[What is needed]
Copy out every line of the records below, requests included, with each point coordinate in the answers multiplied by 1.1 and rounded to a whole number, halves rounded up. Leave the pictures out of your answer.

[Task material]
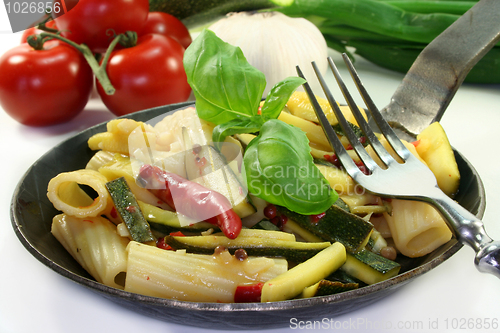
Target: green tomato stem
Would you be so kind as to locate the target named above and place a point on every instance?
(98, 70)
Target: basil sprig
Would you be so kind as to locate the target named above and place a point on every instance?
(229, 90)
(280, 169)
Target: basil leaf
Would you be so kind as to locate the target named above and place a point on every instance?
(279, 168)
(279, 95)
(225, 85)
(236, 126)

[Result of this task]
Target: green tomato stem
Would you be so kind as to locate the target named above and place a point on every instance?
(108, 77)
Target: basil sprig
Would you be so kind as to locate the target named above and place a point on every instance?
(252, 99)
(308, 186)
Target: basil leaf
Would you be so kind as to locate the target named above and place a point on every instance?
(307, 185)
(307, 105)
(248, 94)
(260, 139)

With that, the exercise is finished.